* **CONSEGNE DELL'ESERCIZIO**:
1) Secondo il brano, a quale università appartiene Wolfgang Hasberg?
2) Indica se ciascuna delle seguenti affermazioni concorda con il brano, rispondendo sì o no e citando testualmente le parole decisive: (a) l'Appello per la scuola pubblica ha raccolto più di diecimila adesioni; (b) nell'immaginario pedagogico corrente in Italia la teoria spetta alla pratica; (c) le relazioni di cui si parla sono state ascoltate a Padova.
3) Riscrivi senza alcuna modifica la parte del brano che comincia con "Questo in Italia, ora." e termina con "ne testino l’efficacia.".

* **BRANO DA LEGGERE**:
□ □ □

Wolfgang Hasberg, dell’Università di Colonia, è un esponente della formidabile comunità di studiosi di didattica della storia tedesca, una disciplina che (come spiega dettagliatamente nella sua relazione) affonda le sue radici in un passato remoto. Fra le questioni che mette sul tappeto, ne affronta una, particolarmente controversa in Italia: le competenze. Stretti, da una parte, da ispettori e aggiornatori a vario titolo che, in modo sconsiderato, predicano che non bisogna insegnare conoscenze, ma solo competenze; e dall’altra, da un Appello per la scuola pubblica che, forte di oltre diecimila adesioni, mette in cima alla sua protesta l’antinomia fra conoscenze e competenze, e sostiene la tesi specularmente opposta, è agevole immaginare il disorientamento di chi lavora nelle nostre scuole. Fare da soli, peraltro, è un’impresa disperata: attraverso quali tortuosità si riesce a transitare dalle competenze di Lisbona, enunciati dal carattere generalissimo, a proposito dei quali si possono imbastire trattati di sociologia, alla concretezza di una disciplina?
Questo in Italia, ora. Non è difficile immaginare quanto sarebbe più produttivo questo dibattito – tra favorevoli e contrari – se il termine di confronto fosse costituito dalle sei competenze storiche, elencate da Hasberg: saper fare domande storiche; riorganizzare conoscenze storiche; ricostruire e decostruire storie; orientarsi nel tempo e riflettere sul proprio modo di pensare la storia. E, se – a evitare che la discussione si svolga solo attorno ad affermazioni di principio e a speculazioni – queste proposte fossero accompagnate (come accade in Germania) da solide ricerche empiriche che ne testino l’efficacia.
La dimensione teorica dell’insegnamento
Nell’immaginario pedagogico corrente in Italia, la “teoria” e “i contenuti” spettano alle discipline, mentre “il saper fare professionale” è un “come”, che spetta alla pratica. Si tratta di una ripartizione dei saperi disastrosa, che impedisce di innestare nel lavoro di ogni giorno le progressioni virtuose del sapere scientifico: il confronto, l’accumulo, la verifica, la riproduzione dell’esperimento. Chi insegna parte sempre da zero, in questo mondo, costretto com’è a “inventarsi” quotidianamente la sua didattica. Questa ripartizione è deleteria, tuttavia, anche dal punto di vista teorico, perché consegna alla pedagogia (o alla filosofia, o a altre scienze sociali) una massa di questioni che precedono il lavoro d’aula, ma che sono strategiche per definire il ruolo di questo lavoro nella società: perché insegnare storia; qual è il rapporto fra sapere storico e cultura storica diffusa; che cosa vuol dire considerare la storia uno strumento di formazione del cittadino; in che modo collegare i tre momenti della storia – passato, presente e futuro – in un percorso formativo; cosa intendere per cultura storica di una società, o come configurare la coscienza storica di un individuo.
Le relazioni ascoltate a Padova (e in generale la grande bibliografia storico-didattica internazionale) mostrano che la didattica storica è il contesto proprio, dove affrontare questi problemi. È il luogo nel quale le scienze storiche possono riappropriarsi di questioni troppo a lungo demandate ad altre discipline.

□ □ □

* **DATI DI PARTENZA**:
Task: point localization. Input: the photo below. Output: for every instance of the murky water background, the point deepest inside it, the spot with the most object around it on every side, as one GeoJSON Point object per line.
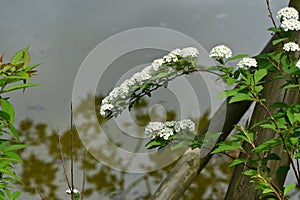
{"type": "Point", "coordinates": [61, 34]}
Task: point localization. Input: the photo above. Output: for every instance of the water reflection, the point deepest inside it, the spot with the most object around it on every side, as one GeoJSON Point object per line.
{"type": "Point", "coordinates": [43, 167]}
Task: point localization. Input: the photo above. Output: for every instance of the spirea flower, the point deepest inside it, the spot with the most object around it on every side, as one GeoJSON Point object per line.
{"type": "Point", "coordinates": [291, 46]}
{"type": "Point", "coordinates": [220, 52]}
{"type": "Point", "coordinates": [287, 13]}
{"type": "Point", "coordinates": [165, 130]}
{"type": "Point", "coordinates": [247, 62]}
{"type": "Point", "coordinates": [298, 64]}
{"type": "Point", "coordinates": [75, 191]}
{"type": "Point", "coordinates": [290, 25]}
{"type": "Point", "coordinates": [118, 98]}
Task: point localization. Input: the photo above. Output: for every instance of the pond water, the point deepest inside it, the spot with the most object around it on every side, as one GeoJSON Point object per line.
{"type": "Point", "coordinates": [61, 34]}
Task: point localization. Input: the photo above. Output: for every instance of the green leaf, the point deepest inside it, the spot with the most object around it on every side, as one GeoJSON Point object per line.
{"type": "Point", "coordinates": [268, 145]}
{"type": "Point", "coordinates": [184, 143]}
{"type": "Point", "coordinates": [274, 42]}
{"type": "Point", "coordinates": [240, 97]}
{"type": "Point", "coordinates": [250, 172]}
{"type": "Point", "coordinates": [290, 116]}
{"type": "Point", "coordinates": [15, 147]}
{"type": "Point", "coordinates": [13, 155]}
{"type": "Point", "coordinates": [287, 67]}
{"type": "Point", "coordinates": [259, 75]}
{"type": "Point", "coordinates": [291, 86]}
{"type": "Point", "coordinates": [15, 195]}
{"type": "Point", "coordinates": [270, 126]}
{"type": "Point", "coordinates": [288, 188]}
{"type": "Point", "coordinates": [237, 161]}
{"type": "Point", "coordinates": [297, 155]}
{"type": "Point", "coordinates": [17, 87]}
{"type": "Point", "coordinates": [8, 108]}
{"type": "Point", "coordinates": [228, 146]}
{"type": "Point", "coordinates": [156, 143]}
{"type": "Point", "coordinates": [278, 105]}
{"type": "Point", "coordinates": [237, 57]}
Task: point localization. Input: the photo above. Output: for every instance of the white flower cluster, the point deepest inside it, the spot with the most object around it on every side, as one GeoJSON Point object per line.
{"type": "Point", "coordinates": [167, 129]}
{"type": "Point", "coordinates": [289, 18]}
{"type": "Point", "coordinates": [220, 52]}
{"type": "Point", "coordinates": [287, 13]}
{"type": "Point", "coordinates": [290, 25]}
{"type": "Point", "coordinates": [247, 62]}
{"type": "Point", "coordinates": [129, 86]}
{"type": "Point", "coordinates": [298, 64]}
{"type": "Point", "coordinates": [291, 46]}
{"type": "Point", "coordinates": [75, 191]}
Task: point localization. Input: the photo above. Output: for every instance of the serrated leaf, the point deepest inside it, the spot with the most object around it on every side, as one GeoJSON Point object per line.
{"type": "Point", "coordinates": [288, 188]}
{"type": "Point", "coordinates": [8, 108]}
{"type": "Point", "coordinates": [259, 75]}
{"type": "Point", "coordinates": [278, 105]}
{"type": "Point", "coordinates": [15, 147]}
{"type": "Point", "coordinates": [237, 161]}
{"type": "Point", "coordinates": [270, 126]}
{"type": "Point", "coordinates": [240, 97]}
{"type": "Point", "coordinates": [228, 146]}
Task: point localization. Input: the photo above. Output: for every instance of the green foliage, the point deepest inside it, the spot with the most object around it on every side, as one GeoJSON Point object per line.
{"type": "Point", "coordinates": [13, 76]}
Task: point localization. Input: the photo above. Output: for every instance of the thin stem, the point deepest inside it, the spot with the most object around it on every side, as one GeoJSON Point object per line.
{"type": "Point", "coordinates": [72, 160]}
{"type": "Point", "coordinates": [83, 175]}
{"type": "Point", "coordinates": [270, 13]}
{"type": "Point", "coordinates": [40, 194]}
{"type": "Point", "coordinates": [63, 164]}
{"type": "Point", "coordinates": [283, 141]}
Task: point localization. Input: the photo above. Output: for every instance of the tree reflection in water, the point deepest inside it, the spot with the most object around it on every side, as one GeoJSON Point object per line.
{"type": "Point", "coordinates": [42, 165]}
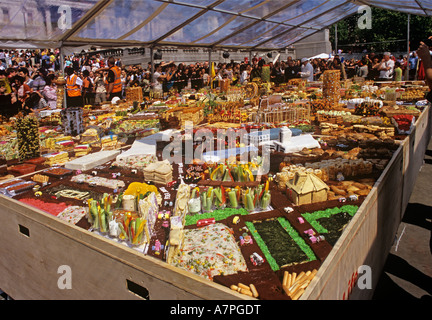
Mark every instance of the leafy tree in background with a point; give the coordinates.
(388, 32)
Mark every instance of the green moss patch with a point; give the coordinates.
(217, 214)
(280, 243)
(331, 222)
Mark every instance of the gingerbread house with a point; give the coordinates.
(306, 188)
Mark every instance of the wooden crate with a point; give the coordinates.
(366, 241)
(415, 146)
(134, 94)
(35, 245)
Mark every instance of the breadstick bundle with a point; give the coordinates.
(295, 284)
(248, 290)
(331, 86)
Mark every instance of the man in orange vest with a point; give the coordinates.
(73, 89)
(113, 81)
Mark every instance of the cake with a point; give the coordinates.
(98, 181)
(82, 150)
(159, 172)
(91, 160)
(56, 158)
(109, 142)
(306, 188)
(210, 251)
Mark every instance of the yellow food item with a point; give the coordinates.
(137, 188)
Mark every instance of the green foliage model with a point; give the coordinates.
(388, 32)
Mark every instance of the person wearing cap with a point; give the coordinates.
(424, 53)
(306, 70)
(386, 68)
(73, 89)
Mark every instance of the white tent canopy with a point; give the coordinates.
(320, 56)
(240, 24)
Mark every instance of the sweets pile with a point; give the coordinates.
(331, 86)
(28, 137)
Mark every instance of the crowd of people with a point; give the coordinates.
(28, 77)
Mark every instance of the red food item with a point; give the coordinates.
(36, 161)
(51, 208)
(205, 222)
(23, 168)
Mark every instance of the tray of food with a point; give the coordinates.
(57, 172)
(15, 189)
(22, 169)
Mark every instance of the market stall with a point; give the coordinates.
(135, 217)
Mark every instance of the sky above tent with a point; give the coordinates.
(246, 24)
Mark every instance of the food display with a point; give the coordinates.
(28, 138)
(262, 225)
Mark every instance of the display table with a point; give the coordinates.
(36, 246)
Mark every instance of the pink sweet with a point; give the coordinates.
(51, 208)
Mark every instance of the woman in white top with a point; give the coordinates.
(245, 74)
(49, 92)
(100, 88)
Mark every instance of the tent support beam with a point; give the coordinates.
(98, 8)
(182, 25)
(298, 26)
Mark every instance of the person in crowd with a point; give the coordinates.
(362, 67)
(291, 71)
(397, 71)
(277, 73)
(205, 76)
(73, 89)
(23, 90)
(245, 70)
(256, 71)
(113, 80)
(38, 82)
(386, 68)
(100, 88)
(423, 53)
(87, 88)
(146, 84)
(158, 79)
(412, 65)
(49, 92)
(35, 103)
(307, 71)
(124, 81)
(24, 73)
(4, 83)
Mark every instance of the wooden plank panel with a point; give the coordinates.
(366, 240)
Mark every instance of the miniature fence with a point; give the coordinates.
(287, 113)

□ □ □

* **ESERCIZIO SVOLTO**:
1) All'Università di Colonia.

2)
(a) Sì: "forte di oltre diecimila adesioni".
(b) No: "la “teoria” e “i contenuti” spettano alle discipline, mentre “il saper fare professionale” è un “come”, che spetta alla pratica".
(c) Sì: "Le relazioni ascoltate a Padova".

3)
Questo in Italia, ora. Non è difficile immaginare quanto sarebbe più produttivo questo dibattito – tra favorevoli e contrari – se il termine di confronto fosse costituito dalle sei competenze storiche, elencate da Hasberg: saper fare domande storiche; riorganizzare conoscenze storiche; ricostruire e decostruire storie; orientarsi nel tempo e riflettere sul proprio modo di pensare la storia. E, se – a evitare che la discussione si svolga solo attorno ad affermazioni di principio e a speculazioni – queste proposte fossero accompagnate (come accade in Germania) da solide ricerche empiriche che ne testino l’efficacia.